• _What needs to be done_
Render the stretch of the listing below, from the line containing "arch in the photo above." through the line containing "(548, 1140)", as a numbered list, leaving out any blank lines.

(Image point annotation listing)
--- START ---

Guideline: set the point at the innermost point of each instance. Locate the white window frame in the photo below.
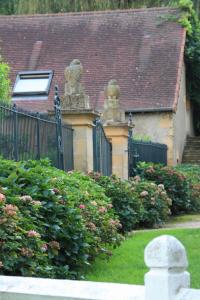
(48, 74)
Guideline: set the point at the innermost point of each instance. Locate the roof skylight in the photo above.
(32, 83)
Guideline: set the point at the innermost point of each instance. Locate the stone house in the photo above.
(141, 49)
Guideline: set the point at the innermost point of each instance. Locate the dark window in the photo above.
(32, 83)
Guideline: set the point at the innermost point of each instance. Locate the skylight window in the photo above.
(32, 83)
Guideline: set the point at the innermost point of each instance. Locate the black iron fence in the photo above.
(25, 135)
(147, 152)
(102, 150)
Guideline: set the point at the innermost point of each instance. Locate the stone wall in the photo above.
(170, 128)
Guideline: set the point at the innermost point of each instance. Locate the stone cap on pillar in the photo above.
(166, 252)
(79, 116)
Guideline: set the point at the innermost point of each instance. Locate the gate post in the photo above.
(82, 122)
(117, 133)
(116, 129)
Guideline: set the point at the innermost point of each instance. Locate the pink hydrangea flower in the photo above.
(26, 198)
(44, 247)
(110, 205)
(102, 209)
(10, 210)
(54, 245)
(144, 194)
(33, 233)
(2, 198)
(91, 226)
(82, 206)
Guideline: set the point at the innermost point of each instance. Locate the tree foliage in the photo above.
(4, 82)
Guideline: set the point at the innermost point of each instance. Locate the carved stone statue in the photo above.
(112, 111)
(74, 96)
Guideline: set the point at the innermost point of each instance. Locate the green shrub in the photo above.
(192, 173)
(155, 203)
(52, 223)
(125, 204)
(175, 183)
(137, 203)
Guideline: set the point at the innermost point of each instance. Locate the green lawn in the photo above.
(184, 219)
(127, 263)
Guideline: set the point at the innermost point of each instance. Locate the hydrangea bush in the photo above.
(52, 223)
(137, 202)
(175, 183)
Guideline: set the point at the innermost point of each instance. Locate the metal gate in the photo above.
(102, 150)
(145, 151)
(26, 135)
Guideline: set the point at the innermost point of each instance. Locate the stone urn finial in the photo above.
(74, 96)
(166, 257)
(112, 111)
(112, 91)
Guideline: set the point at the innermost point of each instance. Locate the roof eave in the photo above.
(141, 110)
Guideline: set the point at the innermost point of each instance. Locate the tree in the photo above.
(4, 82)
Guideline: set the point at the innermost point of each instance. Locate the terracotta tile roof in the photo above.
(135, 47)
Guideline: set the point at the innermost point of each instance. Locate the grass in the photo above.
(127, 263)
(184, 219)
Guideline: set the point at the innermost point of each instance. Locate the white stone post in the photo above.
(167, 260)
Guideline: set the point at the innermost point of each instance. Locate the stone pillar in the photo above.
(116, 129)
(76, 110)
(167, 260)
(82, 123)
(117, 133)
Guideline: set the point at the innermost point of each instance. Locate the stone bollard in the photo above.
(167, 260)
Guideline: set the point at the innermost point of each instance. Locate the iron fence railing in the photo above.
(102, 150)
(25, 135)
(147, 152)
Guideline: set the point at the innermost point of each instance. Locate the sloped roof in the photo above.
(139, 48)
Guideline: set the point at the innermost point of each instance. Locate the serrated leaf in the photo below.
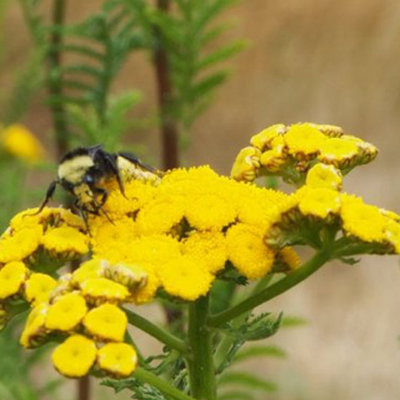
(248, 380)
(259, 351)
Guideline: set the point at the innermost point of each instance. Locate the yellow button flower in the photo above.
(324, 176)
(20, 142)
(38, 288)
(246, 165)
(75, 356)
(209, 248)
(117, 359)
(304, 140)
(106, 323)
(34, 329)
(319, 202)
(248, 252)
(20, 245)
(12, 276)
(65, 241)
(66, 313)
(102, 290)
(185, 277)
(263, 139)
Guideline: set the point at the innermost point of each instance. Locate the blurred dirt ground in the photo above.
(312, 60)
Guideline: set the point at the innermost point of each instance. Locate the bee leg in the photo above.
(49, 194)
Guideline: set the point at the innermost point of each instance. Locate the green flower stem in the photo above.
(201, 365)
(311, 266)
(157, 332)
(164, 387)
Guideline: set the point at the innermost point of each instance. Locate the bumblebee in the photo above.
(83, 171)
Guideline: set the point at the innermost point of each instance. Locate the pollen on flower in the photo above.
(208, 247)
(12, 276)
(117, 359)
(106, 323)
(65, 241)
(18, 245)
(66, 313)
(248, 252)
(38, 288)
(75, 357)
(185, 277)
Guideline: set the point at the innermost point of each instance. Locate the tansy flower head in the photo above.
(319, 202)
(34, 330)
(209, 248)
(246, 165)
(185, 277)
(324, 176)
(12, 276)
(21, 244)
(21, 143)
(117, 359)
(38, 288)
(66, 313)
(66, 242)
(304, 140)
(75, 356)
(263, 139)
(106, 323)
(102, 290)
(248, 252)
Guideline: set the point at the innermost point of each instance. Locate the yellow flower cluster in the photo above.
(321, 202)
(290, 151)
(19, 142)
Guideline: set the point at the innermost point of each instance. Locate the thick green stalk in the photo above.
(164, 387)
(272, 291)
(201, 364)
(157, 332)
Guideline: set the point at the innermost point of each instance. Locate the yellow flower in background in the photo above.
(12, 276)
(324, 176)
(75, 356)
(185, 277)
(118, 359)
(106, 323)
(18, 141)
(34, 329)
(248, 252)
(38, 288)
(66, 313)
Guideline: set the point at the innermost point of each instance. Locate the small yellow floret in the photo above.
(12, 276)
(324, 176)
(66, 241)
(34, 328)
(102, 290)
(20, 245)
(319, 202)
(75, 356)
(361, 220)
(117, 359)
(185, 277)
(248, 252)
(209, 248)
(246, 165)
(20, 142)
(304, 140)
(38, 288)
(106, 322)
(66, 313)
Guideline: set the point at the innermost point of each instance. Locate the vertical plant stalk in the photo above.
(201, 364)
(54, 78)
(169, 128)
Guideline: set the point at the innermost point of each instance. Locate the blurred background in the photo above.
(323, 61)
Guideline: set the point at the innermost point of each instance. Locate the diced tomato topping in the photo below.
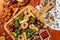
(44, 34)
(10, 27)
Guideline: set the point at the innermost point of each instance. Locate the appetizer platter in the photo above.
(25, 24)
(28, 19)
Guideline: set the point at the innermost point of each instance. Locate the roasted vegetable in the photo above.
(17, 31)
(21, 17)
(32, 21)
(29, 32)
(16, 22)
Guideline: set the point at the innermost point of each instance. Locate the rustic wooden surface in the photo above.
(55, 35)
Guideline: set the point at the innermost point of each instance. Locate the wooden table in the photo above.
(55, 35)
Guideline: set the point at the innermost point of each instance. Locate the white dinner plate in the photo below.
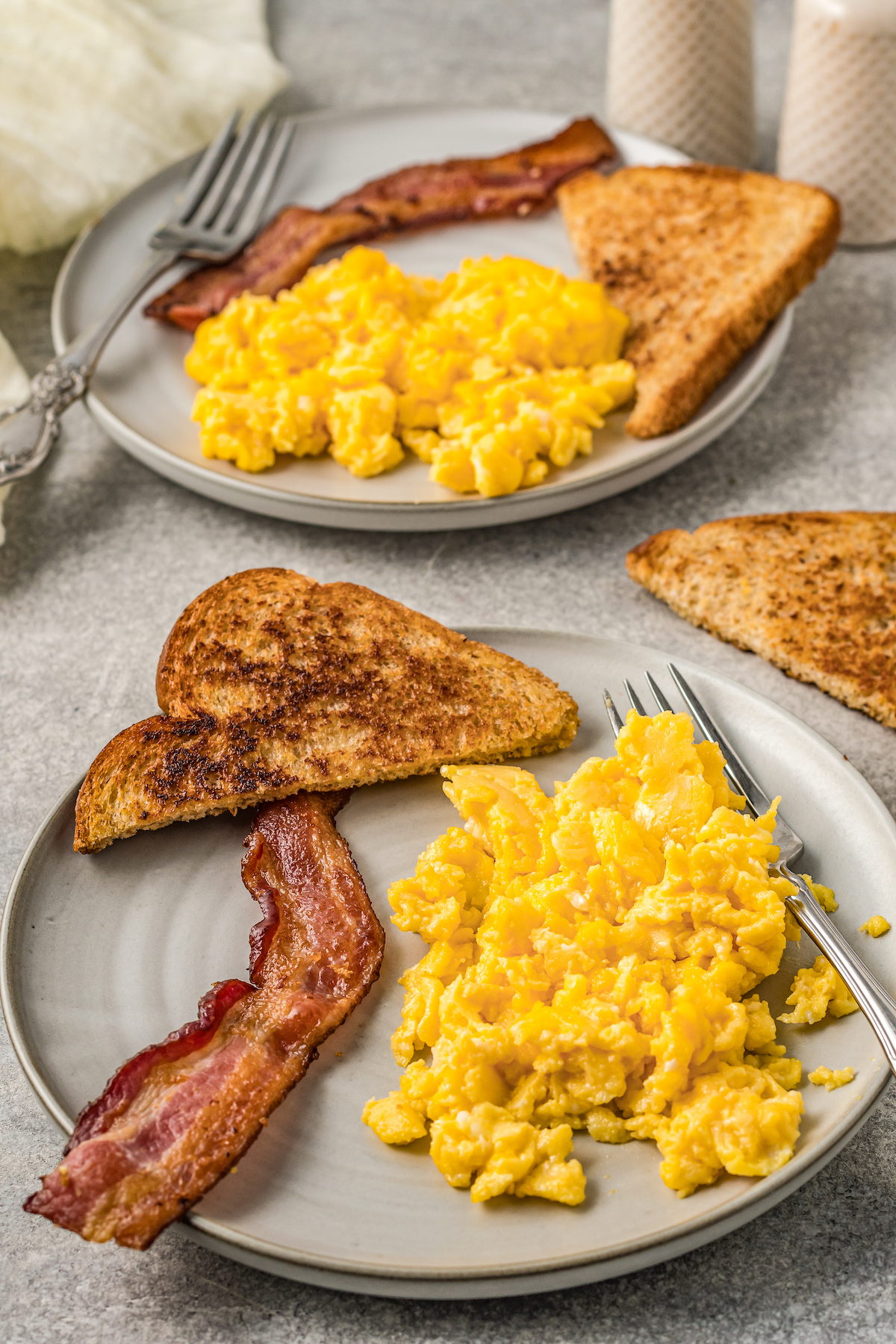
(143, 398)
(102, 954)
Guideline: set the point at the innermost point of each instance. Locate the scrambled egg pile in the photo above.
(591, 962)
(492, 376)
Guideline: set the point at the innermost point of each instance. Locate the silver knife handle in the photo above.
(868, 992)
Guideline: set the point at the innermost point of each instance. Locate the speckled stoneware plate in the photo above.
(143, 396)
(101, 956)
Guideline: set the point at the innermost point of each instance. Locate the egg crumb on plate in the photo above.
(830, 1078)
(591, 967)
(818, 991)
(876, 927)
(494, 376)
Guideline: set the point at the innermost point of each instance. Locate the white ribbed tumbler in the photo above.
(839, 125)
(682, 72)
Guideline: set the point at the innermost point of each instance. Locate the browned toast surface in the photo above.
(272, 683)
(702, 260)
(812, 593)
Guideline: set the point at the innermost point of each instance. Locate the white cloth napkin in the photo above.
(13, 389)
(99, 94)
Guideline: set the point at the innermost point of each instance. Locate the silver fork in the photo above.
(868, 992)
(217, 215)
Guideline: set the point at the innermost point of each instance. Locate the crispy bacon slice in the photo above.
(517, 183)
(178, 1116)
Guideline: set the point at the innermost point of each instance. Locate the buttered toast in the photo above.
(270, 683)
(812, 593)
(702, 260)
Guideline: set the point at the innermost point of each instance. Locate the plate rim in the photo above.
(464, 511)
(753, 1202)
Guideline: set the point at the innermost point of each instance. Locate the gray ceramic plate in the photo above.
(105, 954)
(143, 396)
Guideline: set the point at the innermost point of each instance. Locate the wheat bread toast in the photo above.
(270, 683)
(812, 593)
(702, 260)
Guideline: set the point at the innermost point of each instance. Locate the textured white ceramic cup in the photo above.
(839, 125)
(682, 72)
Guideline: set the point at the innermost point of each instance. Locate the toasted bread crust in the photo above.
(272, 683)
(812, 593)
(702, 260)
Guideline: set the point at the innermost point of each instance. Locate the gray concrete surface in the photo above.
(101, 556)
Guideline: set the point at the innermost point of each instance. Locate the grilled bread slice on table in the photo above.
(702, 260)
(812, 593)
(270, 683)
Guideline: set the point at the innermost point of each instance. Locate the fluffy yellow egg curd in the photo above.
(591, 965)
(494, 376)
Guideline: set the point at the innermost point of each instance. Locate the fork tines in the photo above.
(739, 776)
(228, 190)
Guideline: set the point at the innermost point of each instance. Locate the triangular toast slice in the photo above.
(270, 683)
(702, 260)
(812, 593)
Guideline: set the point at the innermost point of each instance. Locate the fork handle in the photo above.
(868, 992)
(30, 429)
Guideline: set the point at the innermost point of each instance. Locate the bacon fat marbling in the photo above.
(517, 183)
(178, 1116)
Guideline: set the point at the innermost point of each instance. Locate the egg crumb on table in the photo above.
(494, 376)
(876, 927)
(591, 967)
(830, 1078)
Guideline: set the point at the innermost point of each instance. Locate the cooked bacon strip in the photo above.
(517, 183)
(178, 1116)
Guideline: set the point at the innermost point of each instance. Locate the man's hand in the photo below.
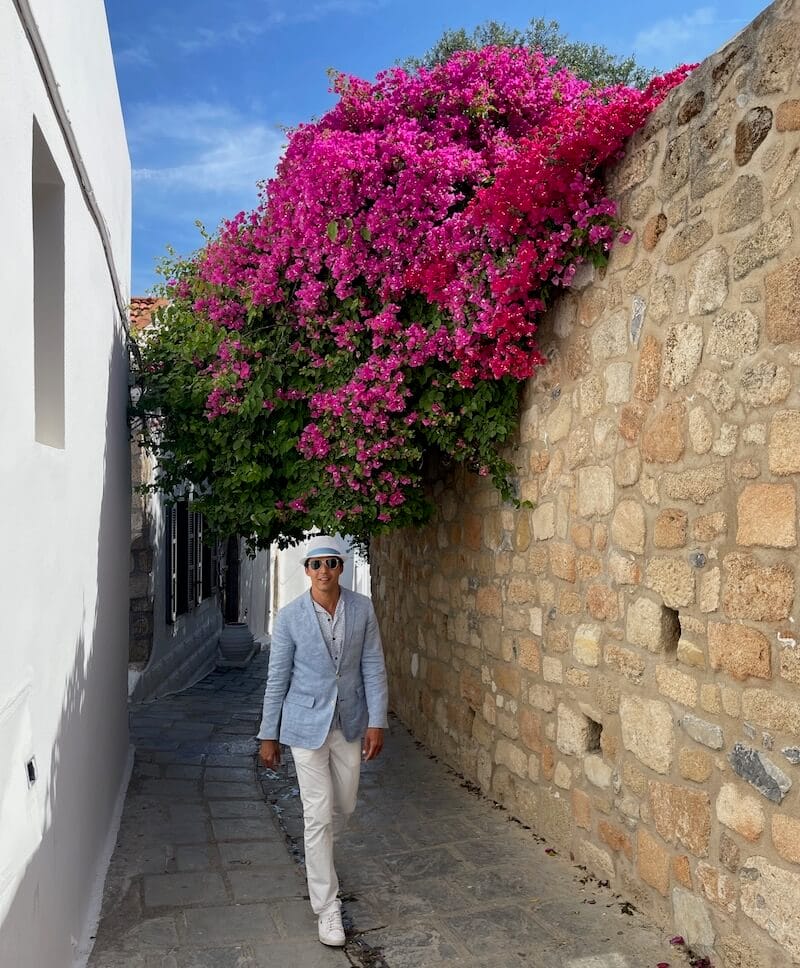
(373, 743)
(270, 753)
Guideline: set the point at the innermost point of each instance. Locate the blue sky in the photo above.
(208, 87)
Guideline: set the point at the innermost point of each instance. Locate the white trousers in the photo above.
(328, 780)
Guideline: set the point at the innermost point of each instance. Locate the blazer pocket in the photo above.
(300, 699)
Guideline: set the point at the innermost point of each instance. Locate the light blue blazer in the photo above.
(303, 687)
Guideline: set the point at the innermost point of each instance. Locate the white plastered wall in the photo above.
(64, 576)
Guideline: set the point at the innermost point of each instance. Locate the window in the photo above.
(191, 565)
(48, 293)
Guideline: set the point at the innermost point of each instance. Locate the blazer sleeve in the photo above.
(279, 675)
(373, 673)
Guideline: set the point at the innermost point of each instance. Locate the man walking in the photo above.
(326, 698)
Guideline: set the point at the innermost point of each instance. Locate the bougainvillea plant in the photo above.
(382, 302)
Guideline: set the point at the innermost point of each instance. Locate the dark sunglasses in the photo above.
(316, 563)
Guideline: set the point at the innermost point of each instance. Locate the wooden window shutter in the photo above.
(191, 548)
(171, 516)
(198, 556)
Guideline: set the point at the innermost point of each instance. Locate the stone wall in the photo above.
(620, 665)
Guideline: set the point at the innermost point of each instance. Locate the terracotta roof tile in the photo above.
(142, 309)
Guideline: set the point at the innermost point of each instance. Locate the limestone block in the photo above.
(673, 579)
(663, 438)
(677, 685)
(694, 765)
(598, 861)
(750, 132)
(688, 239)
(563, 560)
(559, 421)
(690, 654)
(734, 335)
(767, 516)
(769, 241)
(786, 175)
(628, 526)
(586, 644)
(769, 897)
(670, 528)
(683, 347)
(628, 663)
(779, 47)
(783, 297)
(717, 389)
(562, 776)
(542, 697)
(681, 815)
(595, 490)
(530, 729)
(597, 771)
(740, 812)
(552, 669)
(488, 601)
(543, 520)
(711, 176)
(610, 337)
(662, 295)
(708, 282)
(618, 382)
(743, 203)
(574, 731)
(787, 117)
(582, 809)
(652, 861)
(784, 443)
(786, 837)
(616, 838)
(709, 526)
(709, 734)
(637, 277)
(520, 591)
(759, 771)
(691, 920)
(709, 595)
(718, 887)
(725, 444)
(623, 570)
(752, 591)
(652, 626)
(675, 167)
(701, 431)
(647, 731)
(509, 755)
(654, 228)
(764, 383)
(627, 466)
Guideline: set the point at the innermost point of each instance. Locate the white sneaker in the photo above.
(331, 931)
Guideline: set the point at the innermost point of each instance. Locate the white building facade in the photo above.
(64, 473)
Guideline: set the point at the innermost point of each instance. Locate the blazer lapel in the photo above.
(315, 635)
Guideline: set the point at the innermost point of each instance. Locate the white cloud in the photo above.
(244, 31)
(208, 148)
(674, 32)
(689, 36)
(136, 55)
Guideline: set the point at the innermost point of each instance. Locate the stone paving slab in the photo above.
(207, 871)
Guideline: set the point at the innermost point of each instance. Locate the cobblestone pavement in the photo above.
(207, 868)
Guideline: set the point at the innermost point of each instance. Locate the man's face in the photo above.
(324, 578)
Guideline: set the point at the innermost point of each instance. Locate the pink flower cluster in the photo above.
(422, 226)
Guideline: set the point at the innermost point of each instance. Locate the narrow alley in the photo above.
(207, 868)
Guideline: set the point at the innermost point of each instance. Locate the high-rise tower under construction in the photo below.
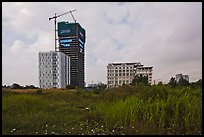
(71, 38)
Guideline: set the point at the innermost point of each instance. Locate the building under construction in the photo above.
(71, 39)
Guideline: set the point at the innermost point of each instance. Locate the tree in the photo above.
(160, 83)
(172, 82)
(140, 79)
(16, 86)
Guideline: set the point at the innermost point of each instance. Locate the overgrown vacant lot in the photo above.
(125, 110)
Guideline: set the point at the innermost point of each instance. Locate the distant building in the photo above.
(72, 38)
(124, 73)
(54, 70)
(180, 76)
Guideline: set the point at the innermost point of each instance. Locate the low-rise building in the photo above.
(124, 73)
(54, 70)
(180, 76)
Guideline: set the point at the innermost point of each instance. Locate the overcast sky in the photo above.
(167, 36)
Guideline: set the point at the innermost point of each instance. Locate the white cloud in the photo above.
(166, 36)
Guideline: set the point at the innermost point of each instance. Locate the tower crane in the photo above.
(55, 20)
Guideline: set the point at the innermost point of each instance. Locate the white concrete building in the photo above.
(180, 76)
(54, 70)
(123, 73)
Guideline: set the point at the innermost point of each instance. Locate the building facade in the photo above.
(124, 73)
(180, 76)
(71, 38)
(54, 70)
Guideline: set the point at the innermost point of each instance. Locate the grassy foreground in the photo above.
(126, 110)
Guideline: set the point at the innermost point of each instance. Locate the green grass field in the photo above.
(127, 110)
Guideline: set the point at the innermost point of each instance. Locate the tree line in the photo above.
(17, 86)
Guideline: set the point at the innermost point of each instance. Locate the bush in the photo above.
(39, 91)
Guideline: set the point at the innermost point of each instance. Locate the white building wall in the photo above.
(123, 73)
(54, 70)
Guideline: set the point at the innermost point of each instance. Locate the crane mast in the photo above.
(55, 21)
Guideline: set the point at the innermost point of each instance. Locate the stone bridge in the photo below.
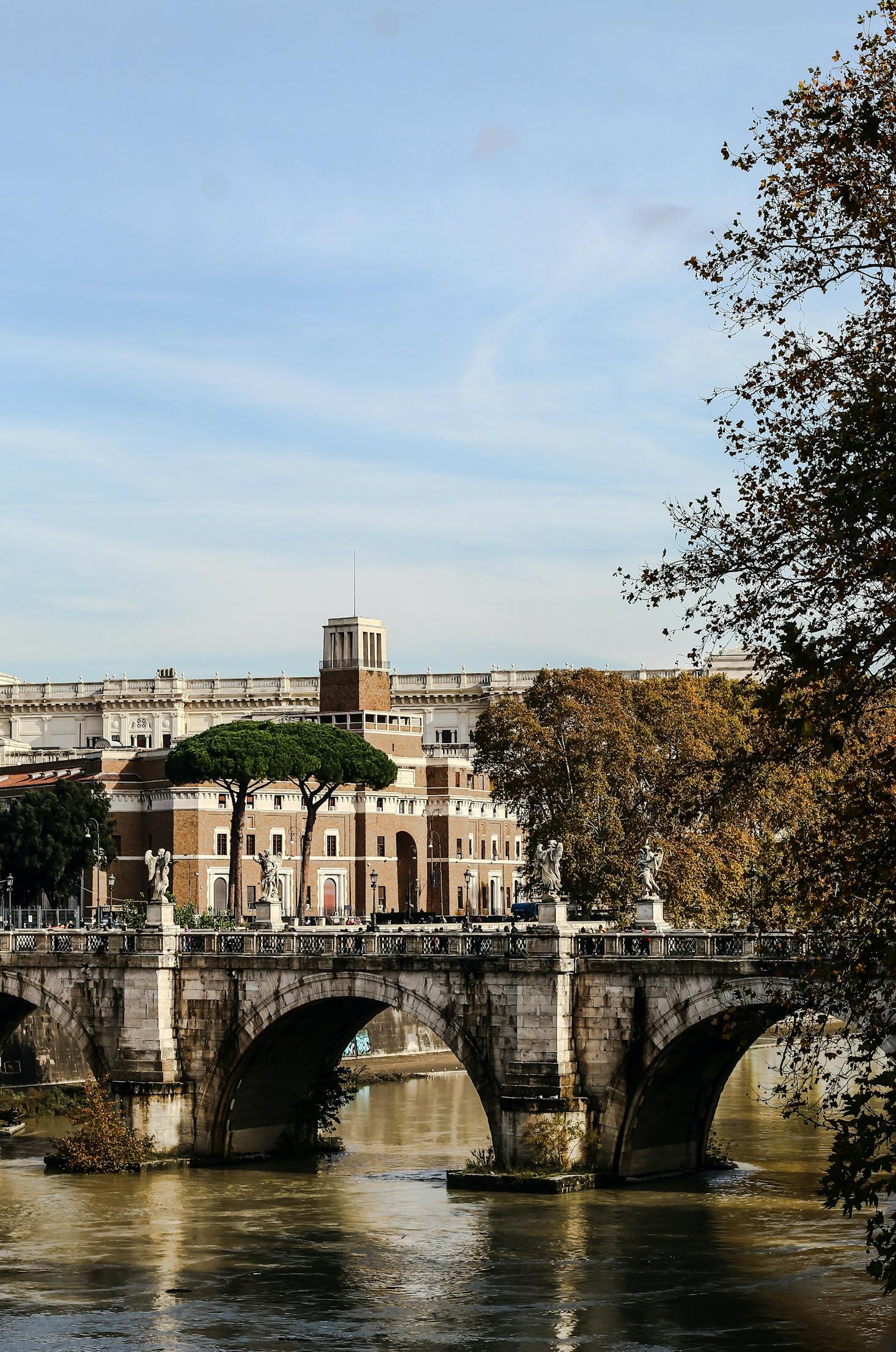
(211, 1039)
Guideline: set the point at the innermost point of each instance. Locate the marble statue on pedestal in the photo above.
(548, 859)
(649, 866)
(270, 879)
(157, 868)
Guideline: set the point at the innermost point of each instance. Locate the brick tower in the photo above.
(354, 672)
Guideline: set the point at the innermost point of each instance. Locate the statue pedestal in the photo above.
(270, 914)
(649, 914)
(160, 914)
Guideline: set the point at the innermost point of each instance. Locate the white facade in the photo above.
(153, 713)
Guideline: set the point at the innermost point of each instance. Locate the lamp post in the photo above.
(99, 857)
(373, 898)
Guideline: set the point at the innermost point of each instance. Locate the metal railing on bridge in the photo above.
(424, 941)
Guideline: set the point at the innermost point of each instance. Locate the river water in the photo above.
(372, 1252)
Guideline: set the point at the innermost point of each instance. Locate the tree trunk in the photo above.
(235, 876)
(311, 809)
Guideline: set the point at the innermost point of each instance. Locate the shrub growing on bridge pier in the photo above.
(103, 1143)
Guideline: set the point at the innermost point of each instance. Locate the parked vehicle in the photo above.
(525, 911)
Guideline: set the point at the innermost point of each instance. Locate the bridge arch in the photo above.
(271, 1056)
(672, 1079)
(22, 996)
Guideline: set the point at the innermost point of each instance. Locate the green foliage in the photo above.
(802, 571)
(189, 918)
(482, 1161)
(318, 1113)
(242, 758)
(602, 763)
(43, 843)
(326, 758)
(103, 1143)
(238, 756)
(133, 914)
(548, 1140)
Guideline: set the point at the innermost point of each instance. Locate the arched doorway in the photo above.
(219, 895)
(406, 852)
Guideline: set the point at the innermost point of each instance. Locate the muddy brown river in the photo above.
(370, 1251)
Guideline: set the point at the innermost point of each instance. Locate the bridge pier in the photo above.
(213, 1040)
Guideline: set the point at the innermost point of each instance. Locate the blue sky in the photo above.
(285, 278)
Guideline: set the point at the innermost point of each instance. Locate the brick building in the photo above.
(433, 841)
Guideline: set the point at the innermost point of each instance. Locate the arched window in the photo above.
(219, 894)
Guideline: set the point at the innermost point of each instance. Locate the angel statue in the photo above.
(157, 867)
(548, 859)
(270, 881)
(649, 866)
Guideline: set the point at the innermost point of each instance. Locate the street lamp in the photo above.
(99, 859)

--- END ---

• _Written solution_
1. Guideline: set the point at the innermost point of each instance. Locate the bridge arch in the photo above.
2. (271, 1056)
3. (672, 1079)
4. (22, 996)
5. Guideline: set the point at the innermost point of each instance. Locate the green foliage in the photo above.
6. (802, 571)
7. (189, 918)
8. (482, 1161)
9. (318, 1113)
10. (242, 758)
11. (602, 763)
12. (43, 843)
13. (326, 758)
14. (103, 1143)
15. (238, 756)
16. (133, 914)
17. (548, 1140)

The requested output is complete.